• Page:
----
Chances are, you donʼt know this guy. I just learned his name about 20 minutes ago after leaving the gym, stopping at Starbucks and walking back to my office.
Jason sits outside a bank on 7th Avenue and 24th Street. I am sure I have passed him scores of times, but there was one day last week, when I heard him. “Spare some change?” Living and working in New York for over 20 years, I have probably heard it all and seen it all. I stopped, initially annoyed that I was being bothered, but then I turned and looked in his eyes. There was a story there.
I fumbled through the pockets in my jeans and jacket for some loose change, found nothing, and hurriedly grabbed my wallet to see if there was anything in there knowing full well that I rarely carry cash thanks to my HSBC debit card. But I had a dollar and I gave it to him.
He seemed a bit taken aback, which for some reason surprised me. “Oh, thank you, thank you--God bless you.”
Clumsily, but with genuine empathy, I said, “Youʼre welcome--
take care.” I walked away, but wanted to turn around around and look at him again, but I did not.
----
• Record excerpts:
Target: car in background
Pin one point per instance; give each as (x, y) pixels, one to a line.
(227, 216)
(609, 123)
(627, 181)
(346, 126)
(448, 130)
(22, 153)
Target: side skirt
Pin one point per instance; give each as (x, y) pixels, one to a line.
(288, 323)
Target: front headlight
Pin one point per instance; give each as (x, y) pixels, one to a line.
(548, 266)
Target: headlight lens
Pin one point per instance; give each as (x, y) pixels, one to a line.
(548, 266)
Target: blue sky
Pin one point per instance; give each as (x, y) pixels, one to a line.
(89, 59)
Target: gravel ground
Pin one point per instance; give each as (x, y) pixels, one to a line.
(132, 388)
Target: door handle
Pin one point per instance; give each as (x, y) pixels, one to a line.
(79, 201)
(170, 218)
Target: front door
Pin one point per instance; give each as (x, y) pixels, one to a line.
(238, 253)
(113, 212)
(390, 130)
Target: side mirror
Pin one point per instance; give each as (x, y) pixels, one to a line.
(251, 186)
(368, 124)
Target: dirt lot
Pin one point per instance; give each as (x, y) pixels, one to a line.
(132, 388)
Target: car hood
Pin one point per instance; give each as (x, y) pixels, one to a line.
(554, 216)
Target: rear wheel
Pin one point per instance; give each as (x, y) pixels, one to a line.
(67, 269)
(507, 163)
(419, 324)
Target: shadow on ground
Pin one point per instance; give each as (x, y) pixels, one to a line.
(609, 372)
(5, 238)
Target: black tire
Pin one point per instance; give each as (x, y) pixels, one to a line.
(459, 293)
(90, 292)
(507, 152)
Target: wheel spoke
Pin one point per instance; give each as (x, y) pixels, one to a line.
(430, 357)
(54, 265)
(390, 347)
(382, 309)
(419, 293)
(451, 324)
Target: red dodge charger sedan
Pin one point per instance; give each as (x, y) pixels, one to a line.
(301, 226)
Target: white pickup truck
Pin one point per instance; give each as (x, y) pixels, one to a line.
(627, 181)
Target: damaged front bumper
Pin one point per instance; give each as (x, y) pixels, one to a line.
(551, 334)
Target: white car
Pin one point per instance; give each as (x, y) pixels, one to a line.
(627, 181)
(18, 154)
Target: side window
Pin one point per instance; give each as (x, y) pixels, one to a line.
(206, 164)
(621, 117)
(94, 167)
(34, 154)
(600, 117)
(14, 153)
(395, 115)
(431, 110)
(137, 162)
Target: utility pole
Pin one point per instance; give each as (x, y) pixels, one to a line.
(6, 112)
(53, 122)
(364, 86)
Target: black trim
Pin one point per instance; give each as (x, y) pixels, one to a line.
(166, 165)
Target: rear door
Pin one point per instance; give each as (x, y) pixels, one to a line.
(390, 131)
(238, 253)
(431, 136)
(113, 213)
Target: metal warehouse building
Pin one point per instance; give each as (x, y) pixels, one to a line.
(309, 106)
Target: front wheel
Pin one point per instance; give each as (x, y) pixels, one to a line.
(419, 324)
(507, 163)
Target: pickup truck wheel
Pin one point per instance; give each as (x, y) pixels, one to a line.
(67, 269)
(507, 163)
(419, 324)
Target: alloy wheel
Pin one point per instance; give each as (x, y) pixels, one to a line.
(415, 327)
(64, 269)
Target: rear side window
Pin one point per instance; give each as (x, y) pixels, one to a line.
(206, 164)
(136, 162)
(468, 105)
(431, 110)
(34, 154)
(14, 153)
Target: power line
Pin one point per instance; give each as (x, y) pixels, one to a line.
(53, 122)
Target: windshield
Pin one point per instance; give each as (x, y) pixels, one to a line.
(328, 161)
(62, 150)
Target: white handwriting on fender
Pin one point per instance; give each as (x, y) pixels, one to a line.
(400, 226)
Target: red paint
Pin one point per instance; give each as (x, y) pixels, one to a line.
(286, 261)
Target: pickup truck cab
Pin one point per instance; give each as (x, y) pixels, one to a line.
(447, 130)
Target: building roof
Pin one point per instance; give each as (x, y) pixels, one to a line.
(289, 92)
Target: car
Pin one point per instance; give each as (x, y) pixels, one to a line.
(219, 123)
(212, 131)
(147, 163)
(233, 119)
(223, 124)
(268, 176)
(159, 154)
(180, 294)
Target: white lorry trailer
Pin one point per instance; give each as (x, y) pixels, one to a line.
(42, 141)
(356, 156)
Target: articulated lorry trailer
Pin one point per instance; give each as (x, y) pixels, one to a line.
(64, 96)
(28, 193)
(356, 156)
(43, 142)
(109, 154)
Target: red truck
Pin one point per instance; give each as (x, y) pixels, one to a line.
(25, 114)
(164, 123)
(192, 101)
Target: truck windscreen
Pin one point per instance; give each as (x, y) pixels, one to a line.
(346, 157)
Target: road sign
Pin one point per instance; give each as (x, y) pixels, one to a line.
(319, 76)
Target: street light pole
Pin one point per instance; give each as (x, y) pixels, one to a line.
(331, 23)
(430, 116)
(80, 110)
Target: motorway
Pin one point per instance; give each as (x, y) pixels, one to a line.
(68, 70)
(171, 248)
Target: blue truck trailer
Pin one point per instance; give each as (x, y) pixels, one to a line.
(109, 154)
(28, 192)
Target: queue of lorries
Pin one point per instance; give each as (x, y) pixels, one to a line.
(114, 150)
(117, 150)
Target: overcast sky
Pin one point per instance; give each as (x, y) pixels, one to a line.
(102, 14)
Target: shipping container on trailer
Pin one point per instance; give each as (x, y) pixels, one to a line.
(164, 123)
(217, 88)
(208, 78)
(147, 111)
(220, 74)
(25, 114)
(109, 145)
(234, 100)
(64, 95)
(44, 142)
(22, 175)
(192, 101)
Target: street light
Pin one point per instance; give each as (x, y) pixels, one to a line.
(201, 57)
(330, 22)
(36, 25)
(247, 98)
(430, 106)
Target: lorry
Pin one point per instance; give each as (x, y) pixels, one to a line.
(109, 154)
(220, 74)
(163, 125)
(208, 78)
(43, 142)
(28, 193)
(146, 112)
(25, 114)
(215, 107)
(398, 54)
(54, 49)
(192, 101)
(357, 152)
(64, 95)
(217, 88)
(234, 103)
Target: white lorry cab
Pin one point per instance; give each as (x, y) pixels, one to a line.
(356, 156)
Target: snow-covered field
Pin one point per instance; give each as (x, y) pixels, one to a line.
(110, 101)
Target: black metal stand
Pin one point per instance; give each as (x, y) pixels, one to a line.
----
• Set task A:
In the passage about Jason, where does Jason sit?
• Set task B:
Reproduce the part of the passage about Jason between "Jason sits outside" and "gave it to him.", inclusive.

• Final result A:
Outside a bank on 7th Avenue and 24th Street.

• Final result B:
Jason sits outside a bank on 7th Avenue and 24th Street. I am sure I have passed him scores of times, but there was one day last week, when I heard him. “Spare some change?” Living and working in New York for over 20 years, I have probably heard it all and seen it all. I stopped, initially annoyed that I was being bothered, but then I turned and looked in his eyes. There was a story there.
I fumbled through the pockets in my jeans and jacket for some loose change, found nothing, and hurriedly grabbed my wallet to see if there was anything in there knowing full well that I rarely carry cash thanks to my HSBC debit card. But I had a dollar and I gave it to him.